[STUDY MATERIAL]

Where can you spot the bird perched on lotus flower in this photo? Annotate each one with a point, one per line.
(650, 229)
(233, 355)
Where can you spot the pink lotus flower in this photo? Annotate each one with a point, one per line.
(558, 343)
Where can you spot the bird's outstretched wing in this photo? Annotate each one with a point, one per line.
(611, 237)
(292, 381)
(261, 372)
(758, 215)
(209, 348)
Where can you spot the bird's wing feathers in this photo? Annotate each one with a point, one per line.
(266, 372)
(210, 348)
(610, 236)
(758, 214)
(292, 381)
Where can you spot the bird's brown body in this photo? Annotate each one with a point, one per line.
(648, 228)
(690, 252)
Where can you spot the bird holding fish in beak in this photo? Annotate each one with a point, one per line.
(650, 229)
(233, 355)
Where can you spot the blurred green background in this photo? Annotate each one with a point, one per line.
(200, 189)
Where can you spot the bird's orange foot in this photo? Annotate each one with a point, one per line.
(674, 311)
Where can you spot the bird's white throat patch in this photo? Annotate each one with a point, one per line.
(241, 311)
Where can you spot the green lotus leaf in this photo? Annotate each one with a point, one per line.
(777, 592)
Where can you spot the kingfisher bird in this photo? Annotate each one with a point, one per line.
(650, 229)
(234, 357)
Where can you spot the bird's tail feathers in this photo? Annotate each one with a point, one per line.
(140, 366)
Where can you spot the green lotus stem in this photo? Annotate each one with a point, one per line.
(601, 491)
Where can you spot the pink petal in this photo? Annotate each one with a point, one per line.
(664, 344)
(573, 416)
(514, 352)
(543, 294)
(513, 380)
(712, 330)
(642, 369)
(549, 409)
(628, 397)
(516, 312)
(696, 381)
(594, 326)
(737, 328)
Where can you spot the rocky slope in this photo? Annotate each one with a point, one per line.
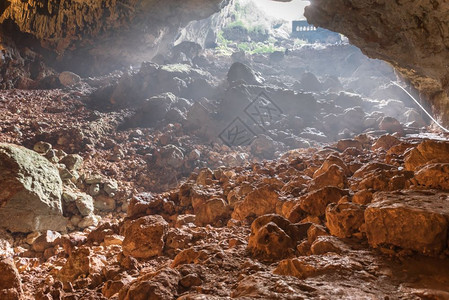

[/STUDY MATERIAL]

EXERCISE: Starting at the line that holds "Where can you spot the pink petal", write out every remaining line of the material above exactly as it appears. Pictures should not be copied.

RESULT OF THE EXERCISE:
Where can you spot the pink petal in this photo? Annotate each one with a point, one per line.
(664, 344)
(573, 416)
(514, 352)
(543, 294)
(513, 380)
(712, 330)
(642, 369)
(549, 409)
(628, 397)
(516, 312)
(696, 381)
(594, 326)
(737, 328)
Where can you spot the rocky slope in this photo? Annotate each one with a point, one per line.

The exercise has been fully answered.